◆ Exercise requirements
Every line below that mentions the word "find" should be copied out.

(Data under study begins)

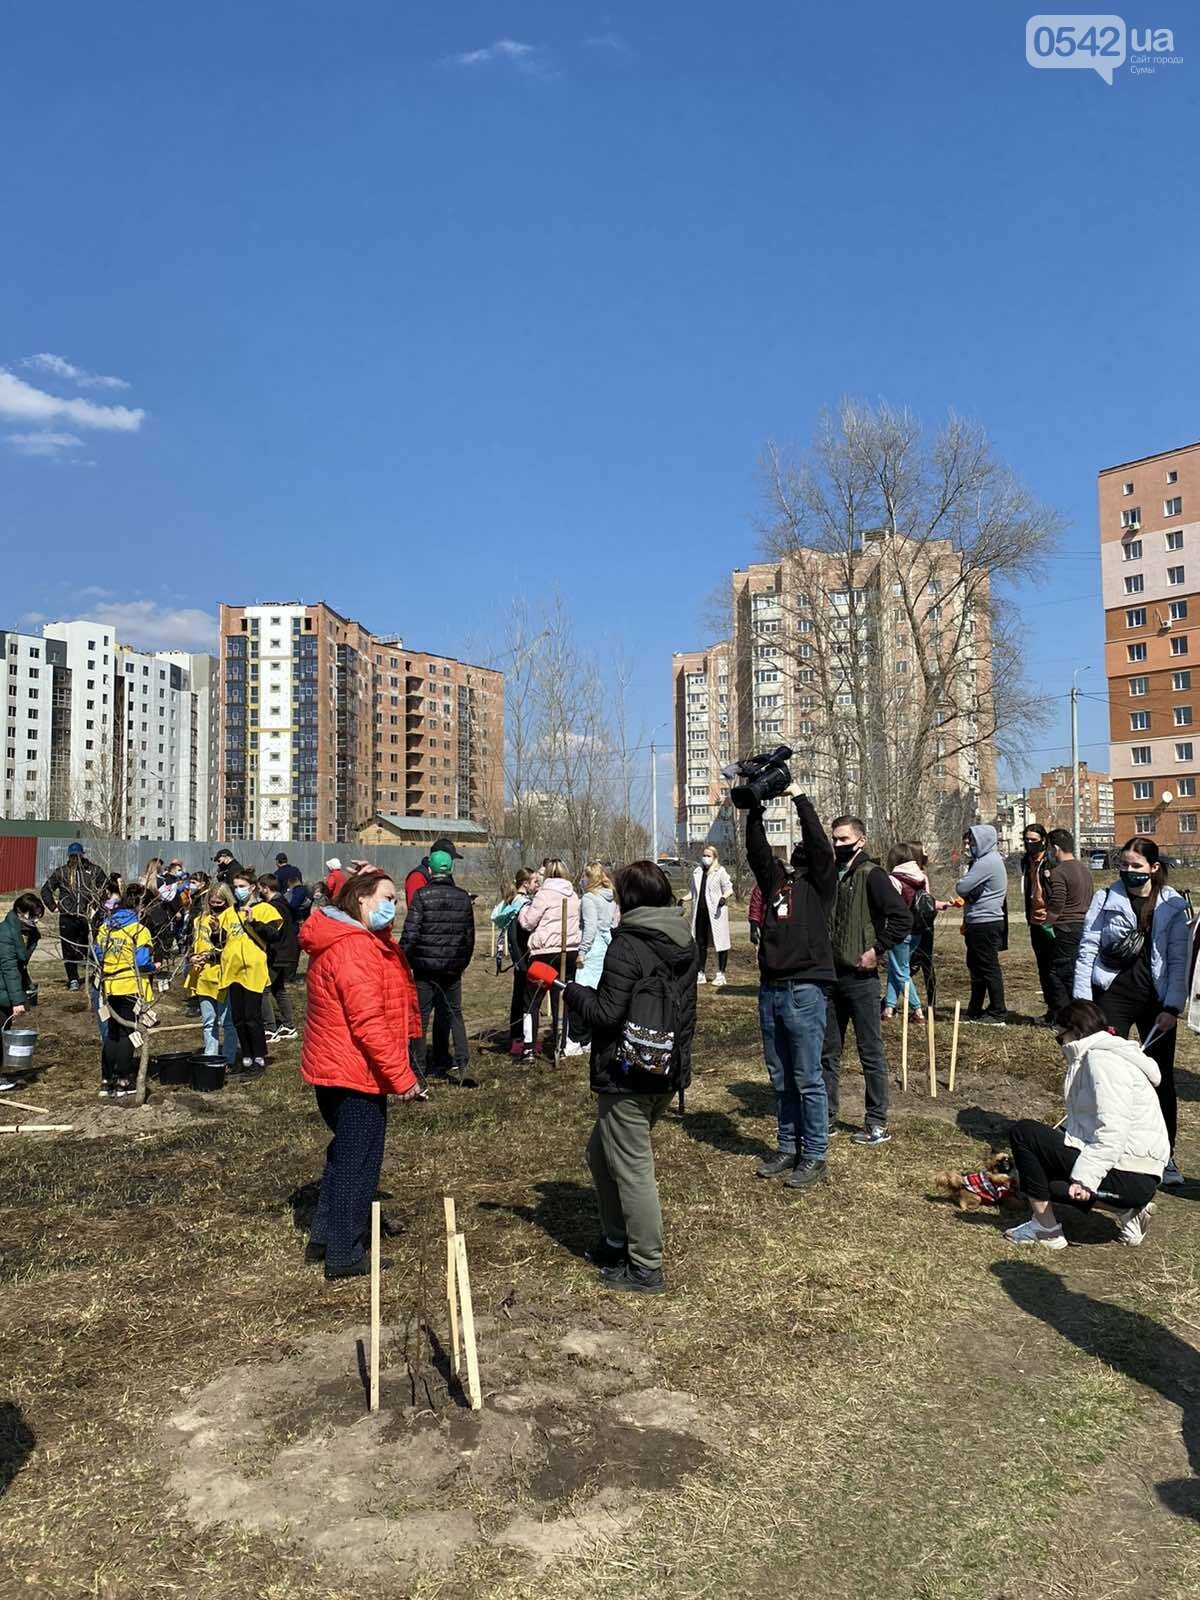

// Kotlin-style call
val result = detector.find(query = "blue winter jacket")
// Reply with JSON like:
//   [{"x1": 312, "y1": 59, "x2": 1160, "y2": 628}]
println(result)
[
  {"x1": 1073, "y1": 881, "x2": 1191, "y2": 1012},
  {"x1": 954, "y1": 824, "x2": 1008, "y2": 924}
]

(Data under study ends)
(Data under study begins)

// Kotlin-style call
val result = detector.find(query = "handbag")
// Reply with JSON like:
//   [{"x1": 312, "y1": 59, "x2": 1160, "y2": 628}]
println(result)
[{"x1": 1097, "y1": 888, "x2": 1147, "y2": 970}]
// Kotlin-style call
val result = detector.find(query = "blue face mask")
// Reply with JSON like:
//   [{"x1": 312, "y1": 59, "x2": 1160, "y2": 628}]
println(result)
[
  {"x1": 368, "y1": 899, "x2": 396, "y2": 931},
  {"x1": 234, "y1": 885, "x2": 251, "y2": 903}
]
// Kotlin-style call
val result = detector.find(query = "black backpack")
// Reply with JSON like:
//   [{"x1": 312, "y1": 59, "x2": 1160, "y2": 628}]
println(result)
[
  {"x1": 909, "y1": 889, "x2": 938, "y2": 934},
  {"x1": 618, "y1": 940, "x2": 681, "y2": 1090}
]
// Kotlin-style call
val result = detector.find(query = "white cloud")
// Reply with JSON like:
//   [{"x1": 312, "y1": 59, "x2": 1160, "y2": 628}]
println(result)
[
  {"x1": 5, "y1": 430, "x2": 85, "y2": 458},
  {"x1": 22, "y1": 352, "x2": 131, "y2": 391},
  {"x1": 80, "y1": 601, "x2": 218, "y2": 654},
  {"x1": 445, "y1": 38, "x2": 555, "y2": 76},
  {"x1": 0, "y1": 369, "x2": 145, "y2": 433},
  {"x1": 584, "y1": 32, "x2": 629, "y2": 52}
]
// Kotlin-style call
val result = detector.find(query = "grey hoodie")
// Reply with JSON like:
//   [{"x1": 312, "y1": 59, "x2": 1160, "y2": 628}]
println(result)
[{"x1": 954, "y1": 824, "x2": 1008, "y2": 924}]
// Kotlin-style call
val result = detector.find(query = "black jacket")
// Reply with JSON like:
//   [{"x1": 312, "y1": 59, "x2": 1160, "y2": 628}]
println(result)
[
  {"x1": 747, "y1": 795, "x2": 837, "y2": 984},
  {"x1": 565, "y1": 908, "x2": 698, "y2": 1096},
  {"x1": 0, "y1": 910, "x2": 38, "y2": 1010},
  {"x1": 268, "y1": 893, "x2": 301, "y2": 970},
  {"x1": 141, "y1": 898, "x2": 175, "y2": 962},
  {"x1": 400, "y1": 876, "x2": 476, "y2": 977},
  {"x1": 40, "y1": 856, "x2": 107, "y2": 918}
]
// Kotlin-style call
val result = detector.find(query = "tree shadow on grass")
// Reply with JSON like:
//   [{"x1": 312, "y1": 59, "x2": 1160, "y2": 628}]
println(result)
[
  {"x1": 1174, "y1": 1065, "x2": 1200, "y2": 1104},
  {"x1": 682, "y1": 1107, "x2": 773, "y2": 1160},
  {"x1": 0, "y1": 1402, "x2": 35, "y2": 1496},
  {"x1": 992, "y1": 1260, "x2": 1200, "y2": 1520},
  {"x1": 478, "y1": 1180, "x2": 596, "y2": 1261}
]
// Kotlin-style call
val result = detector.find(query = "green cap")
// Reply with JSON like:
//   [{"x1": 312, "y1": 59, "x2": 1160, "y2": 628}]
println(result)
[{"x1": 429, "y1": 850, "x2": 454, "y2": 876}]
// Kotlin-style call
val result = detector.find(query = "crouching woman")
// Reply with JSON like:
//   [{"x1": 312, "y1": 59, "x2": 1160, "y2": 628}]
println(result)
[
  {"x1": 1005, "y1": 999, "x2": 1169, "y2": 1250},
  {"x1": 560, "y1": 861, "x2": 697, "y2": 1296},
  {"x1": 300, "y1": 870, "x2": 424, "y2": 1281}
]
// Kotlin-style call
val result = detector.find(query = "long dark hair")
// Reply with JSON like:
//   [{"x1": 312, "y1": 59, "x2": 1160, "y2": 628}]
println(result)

(Data under study ends)

◆ Result of this task
val result = detector.find(query = "blue winter jacket")
val result = detector.find(query = "handbag")
val result = detector.find(query = "blue face mask")
val result = detector.find(query = "black backpack")
val result = detector.find(query = "white cloud")
val result = detector.find(query = "grey hoodie")
val result = detector.find(query = "black jacket")
val result = detector.find(query = "tree shadow on grass")
val result = detector.find(query = "green cap")
val result = detector.find(query = "crouching woman")
val result = detector.find(query = "long dark hair")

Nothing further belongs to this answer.